**DOCUMENTDEEL**.
>>>>>

ECLI:NL:RBDHA:2023:15757
Rechtbank Den Haag
- Voorlopige voorziening
- Rechtspraak.nl
Afwijzing verzoek voorlopige voorziening asielaanvraag op grond van Dublinverordening
In deze zaak heeft de voorzieningenrechter van de Rechtbank Den Haag op 19 oktober 2023 uitspraak gedaan in een verzoek om een voorlopige voorziening in het kader van een asielaanvraag. De verzoeker, van Marokkaanse nationaliteit, had een aanvraag ingediend voor een verblijfsvergunning asiel voor bepaalde tijd. Echter, bij besluit van 1 september 2023 heeft de staatssecretaris van Justitie en Veiligheid de aanvraag niet in behandeling genomen, omdat Duitsland verantwoordelijk is voor de behandeling van de aanvraag op basis van de Dublinverordening.

<<<<<

**VRAGEN**.
A. Beantwoord met behulp van het documentdeel:
(i) Welke rechtbank deed uitspraak?
(ii) Welke nationaliteit heeft de verzoeker?
(iii) Welk land is volgens het besluit verantwoordelijk voor de behandeling van de aanvraag?
B. Noteer woordelijk het stuk uit het documentdeel van "ECLI:NL:RBDHA:2023:15757" tot en met "van de Dublinverordening.".

**OVERGENOMEN MATERIAAL**.
>>>>>

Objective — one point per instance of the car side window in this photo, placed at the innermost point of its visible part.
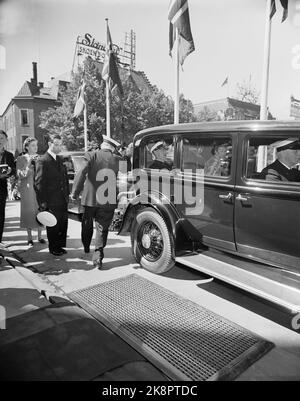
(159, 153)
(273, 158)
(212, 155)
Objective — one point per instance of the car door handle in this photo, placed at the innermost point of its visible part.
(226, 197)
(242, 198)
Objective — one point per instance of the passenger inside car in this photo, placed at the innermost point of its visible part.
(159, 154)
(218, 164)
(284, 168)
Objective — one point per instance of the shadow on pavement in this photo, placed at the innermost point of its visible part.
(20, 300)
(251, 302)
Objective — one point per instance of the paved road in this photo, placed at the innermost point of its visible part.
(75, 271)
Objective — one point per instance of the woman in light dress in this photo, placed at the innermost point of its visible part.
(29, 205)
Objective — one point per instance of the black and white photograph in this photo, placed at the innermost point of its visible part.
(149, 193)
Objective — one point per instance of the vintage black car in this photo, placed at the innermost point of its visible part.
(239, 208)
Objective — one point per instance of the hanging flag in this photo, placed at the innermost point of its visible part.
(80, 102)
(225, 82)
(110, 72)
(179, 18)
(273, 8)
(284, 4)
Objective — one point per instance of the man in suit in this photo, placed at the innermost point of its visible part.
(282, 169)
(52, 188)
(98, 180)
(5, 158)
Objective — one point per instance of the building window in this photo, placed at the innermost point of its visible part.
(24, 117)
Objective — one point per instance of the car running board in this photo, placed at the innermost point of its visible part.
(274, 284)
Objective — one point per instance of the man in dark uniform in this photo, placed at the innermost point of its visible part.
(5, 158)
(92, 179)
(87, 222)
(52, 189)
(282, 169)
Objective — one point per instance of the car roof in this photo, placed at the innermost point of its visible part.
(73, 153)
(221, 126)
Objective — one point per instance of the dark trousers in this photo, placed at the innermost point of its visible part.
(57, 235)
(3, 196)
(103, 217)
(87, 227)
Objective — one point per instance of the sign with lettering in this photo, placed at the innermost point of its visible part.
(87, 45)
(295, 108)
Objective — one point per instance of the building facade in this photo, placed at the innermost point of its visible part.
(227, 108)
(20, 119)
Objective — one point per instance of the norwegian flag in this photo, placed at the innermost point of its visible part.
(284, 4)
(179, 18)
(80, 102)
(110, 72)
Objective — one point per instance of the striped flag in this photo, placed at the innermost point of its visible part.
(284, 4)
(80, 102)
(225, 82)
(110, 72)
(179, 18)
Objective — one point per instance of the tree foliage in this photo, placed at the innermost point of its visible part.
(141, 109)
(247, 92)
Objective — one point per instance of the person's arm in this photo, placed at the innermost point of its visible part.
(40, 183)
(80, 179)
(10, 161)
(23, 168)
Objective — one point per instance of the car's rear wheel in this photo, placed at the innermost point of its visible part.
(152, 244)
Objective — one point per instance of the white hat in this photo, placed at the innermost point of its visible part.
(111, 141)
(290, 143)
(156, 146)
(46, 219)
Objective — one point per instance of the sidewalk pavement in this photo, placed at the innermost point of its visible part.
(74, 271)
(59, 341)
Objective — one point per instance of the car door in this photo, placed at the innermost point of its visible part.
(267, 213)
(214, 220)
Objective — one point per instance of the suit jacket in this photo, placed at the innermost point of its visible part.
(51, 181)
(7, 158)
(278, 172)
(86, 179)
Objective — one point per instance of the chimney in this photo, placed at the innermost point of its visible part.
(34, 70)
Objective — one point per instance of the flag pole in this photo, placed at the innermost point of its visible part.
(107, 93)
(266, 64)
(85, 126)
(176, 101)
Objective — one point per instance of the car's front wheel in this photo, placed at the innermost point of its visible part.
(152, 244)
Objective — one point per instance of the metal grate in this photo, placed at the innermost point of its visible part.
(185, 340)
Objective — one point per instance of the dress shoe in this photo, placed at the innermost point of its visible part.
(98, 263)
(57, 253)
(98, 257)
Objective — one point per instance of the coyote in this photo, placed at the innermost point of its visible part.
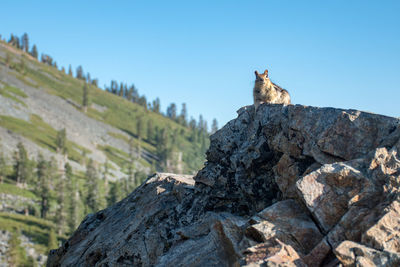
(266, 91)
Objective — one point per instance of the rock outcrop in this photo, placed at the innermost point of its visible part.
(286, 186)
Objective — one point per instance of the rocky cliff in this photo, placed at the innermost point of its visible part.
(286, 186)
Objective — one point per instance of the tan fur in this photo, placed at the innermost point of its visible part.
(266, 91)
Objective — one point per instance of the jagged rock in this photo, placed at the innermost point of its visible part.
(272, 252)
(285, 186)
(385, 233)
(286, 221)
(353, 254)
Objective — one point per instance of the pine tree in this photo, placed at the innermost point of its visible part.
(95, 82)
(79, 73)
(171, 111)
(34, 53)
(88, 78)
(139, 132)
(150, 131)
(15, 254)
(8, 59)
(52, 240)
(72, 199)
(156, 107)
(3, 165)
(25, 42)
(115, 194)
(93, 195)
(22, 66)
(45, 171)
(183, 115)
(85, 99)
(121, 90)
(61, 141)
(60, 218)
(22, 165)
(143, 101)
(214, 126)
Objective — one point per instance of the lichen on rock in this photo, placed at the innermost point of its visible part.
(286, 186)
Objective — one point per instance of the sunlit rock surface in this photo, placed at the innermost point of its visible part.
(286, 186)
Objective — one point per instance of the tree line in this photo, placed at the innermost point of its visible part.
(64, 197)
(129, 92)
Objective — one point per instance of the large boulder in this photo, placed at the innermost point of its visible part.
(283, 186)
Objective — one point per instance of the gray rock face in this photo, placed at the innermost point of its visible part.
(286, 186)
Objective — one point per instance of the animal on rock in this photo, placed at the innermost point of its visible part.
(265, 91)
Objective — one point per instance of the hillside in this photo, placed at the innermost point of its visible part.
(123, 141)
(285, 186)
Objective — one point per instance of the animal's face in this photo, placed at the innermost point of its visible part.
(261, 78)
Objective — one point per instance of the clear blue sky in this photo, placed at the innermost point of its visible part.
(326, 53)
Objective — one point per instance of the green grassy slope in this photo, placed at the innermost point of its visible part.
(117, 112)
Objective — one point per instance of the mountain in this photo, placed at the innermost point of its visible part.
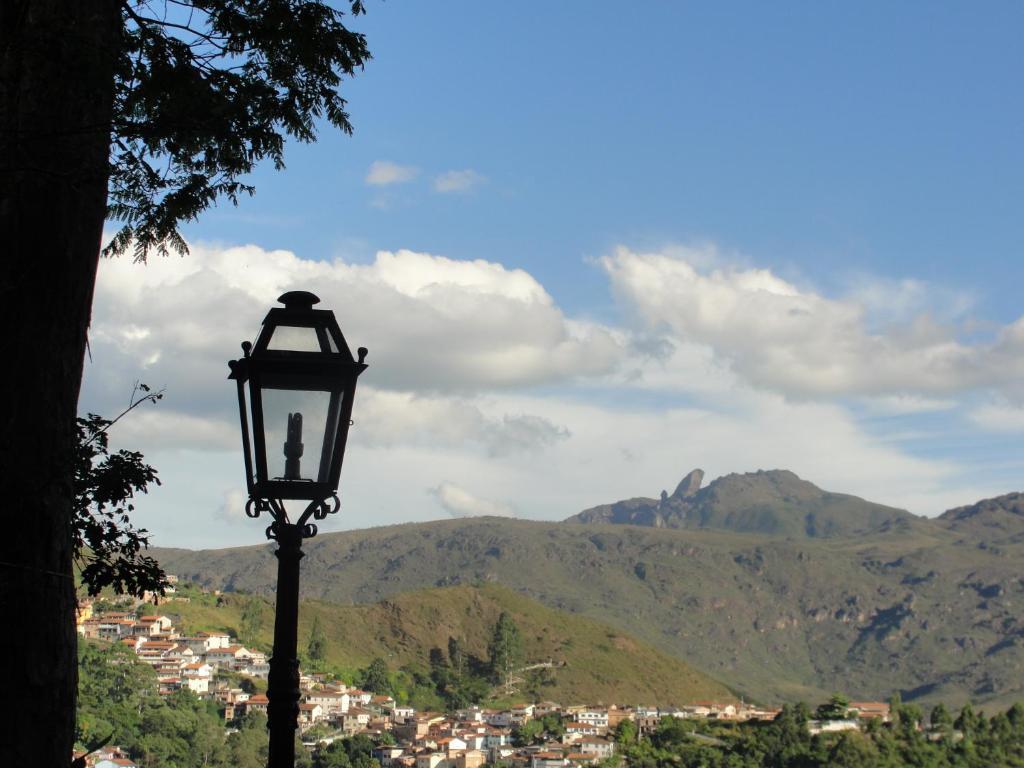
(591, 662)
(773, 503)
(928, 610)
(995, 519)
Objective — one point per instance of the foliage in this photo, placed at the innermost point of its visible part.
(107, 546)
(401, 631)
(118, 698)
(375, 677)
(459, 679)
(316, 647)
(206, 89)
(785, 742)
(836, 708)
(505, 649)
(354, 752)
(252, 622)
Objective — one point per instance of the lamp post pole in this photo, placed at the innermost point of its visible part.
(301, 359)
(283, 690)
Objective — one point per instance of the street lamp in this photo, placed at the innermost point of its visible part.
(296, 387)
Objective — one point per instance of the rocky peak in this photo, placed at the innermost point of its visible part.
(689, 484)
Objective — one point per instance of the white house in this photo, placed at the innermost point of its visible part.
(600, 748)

<<<<<
>>>>>

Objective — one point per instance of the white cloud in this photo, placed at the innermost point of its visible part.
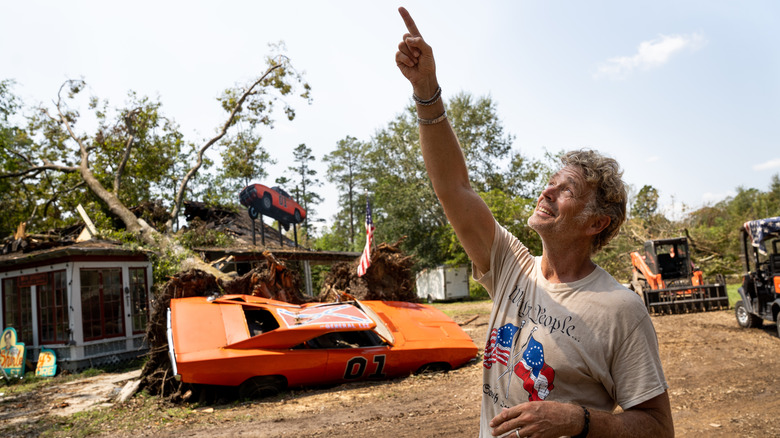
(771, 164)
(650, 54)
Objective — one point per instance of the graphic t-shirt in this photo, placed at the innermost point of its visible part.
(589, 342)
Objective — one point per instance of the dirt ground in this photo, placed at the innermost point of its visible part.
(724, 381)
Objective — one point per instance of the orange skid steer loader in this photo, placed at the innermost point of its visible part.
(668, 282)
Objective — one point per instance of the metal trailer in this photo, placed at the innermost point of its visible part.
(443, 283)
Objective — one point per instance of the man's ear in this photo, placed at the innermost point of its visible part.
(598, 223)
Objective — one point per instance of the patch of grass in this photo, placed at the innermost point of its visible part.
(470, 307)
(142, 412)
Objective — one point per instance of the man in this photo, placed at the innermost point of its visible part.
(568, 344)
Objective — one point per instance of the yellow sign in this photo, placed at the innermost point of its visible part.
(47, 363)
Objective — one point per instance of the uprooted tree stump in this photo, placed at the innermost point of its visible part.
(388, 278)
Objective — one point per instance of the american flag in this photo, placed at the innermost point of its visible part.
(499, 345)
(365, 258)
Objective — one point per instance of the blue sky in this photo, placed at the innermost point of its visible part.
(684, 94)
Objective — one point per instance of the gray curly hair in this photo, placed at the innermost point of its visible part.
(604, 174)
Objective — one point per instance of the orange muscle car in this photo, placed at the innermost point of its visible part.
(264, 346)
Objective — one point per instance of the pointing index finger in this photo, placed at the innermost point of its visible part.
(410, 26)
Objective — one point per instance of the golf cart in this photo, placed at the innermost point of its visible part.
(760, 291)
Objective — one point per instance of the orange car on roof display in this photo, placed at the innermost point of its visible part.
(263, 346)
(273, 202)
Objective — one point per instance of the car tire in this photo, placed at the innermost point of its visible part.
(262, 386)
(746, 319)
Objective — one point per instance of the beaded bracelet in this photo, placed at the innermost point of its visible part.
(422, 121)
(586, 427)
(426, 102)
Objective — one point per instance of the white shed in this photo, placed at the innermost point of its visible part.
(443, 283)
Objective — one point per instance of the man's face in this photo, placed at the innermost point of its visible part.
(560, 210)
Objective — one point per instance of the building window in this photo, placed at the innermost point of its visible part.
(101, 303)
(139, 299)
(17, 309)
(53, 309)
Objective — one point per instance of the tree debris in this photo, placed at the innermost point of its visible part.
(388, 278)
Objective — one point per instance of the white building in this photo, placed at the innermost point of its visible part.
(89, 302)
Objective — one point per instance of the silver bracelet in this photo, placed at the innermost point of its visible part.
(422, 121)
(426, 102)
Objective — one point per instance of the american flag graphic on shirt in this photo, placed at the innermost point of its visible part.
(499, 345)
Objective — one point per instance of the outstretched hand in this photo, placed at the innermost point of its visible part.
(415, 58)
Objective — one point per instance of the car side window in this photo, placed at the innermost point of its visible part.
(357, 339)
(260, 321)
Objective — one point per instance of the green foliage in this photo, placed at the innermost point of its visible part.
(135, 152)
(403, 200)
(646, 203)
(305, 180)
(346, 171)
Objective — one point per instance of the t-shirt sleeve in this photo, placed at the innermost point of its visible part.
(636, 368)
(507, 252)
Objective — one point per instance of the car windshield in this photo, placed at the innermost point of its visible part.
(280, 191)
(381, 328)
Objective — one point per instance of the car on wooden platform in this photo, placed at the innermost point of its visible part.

<<<<<

**ANTWOORDEN PER OPDRACHT**.
A.
(i) Rechtbank Den Haag
(ii) Marokkaanse nationaliteit
(iii) Duitsland

B.
ECLI:NL:RBDHA:2023:15757
Rechtbank Den Haag
- Voorlopige voorziening
- Rechtspraak.nl
Afwijzing verzoek voorlopige voorziening asielaanvraag op grond van Dublinverordening
In deze zaak heeft de voorzieningenrechter van de Rechtbank Den Haag op 19 oktober 2023 uitspraak gedaan in een verzoek om een voorlopige voorziening in het kader van een asielaanvraag. De verzoeker, van Marokkaanse nationaliteit, had een aanvraag ingediend voor een verblijfsvergunning asiel voor bepaalde tijd. Echter, bij besluit van 1 september 2023 heeft de staatssecretaris van Justitie en Veiligheid de aanvraag niet in behandeling genomen, omdat Duitsland verantwoordelijk is voor de behandeling van de aanvraag op basis van de Dublinverordening.